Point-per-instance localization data
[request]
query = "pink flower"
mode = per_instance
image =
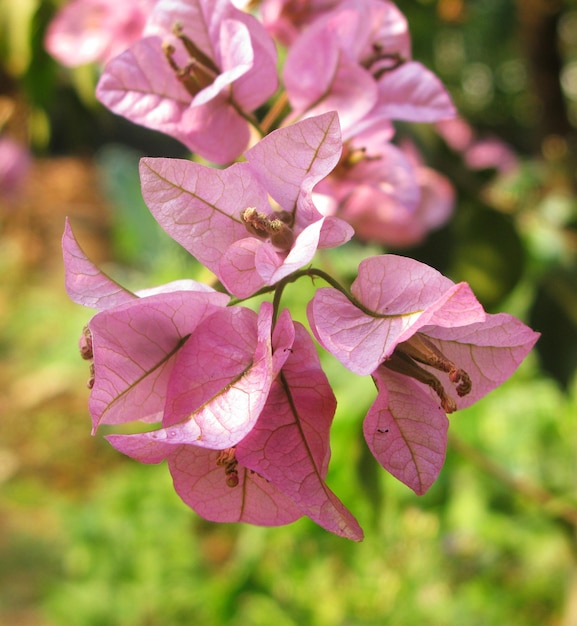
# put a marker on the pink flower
(356, 60)
(284, 19)
(202, 67)
(277, 472)
(390, 198)
(86, 284)
(88, 31)
(430, 348)
(224, 217)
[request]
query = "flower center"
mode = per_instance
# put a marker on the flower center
(199, 71)
(276, 228)
(379, 62)
(420, 349)
(226, 458)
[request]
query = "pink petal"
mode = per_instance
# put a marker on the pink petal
(221, 380)
(135, 346)
(406, 430)
(289, 446)
(85, 283)
(294, 159)
(406, 294)
(199, 206)
(201, 483)
(488, 351)
(412, 93)
(140, 85)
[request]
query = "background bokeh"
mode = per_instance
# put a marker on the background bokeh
(91, 538)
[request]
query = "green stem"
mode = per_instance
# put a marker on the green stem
(311, 272)
(554, 506)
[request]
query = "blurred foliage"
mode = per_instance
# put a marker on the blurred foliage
(90, 538)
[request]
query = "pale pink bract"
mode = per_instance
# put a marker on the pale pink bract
(202, 207)
(237, 72)
(89, 31)
(406, 426)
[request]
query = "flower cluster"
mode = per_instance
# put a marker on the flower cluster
(243, 407)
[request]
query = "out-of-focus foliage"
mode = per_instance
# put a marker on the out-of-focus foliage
(89, 538)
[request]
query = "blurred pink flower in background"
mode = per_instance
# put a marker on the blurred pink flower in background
(88, 31)
(392, 198)
(284, 19)
(202, 67)
(14, 166)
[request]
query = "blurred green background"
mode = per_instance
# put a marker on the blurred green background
(91, 538)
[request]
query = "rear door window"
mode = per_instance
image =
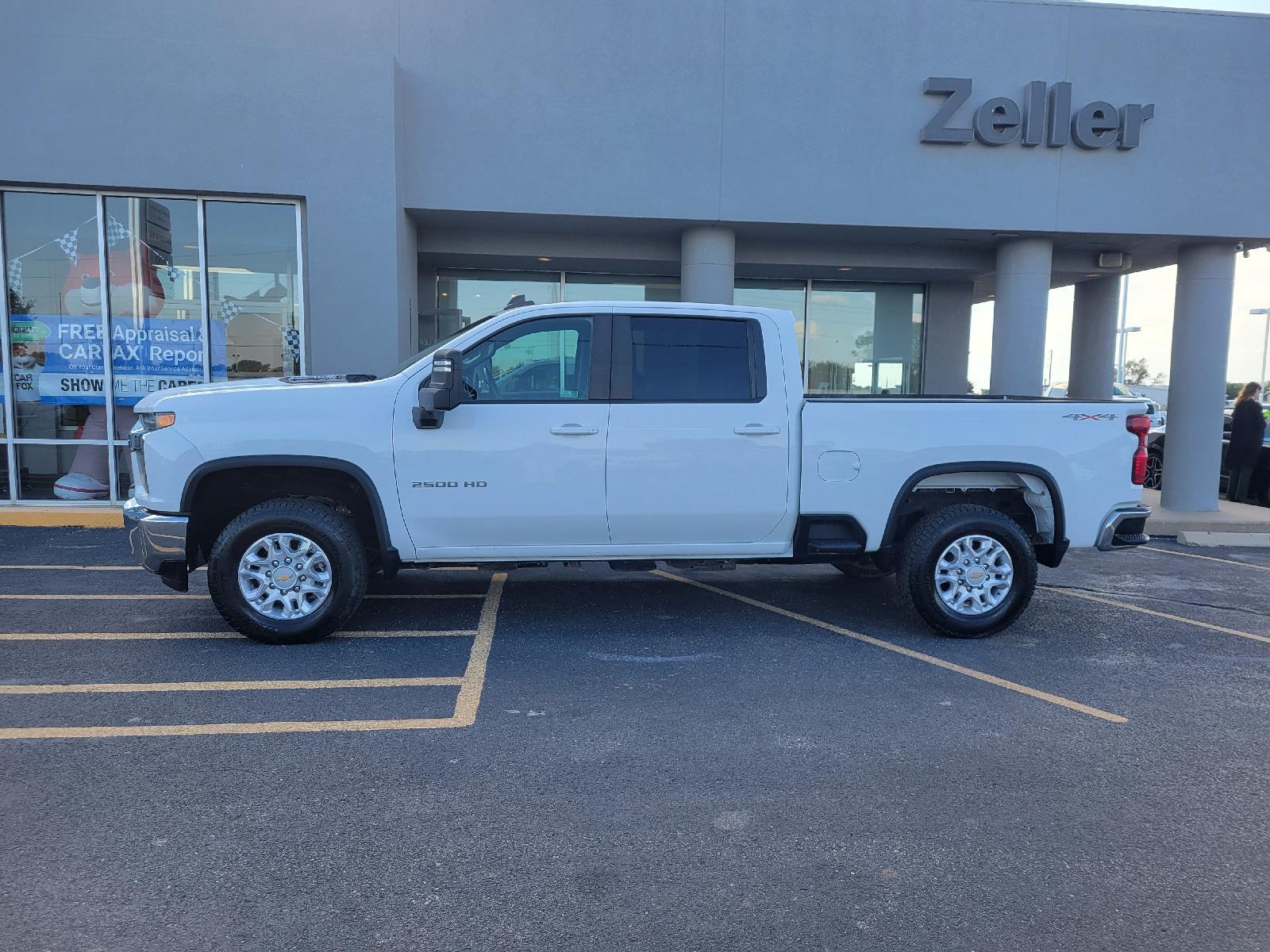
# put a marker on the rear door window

* _Work instructions_
Copy all of the data word for word, and keep the pictures out of it.

* _Your response_
[request]
query = "pink flower"
mode = per_instance
image =
# put a marker on the pink flower
(356, 60)
(284, 19)
(202, 67)
(277, 472)
(390, 198)
(86, 284)
(88, 31)
(430, 348)
(224, 217)
[request]
query = "flower center"
mode = per_instance
# put a marker on the flower center
(199, 71)
(276, 228)
(379, 62)
(420, 349)
(226, 458)
[request]
query = "pink petal"
mode = per_instance
# put a marker on the pink petal
(221, 380)
(135, 346)
(406, 430)
(289, 446)
(85, 283)
(294, 159)
(406, 294)
(199, 206)
(201, 483)
(488, 351)
(412, 93)
(140, 85)
[request]
query = "background bokeh"
mode = per_instance
# put a marker on the background bokeh
(91, 538)
[request]
query = "green stem"
mode = per_instance
# put a marker on the green stem
(311, 272)
(554, 506)
[request]
query = "blurred foliage"
mode = per_instance
# put a marker on the blurred foliage
(90, 538)
[request]
query = "pale pink bract"
mode = per_instance
# put a marker on the pale pink bract
(202, 207)
(237, 72)
(89, 31)
(406, 426)
[request]
query = "flower cluster"
mode = per_instance
# put a marker on the flower cluster
(243, 407)
[request]
query = "out-of-focus foliage"
mode = per_instance
# put a marker on the out-of-focus foliage
(89, 538)
[request]
query = "blurred pink flower in background"
mode = per_instance
# put a marker on the blurred pink flower in background
(88, 31)
(392, 198)
(284, 19)
(202, 67)
(14, 166)
[request]
query = "blurred green background"
mode = per_instance
# put a marker on the blurred green background
(91, 538)
[request]
query = "rear door window"
mode = per_instance
image =
# put a marker on the rear door window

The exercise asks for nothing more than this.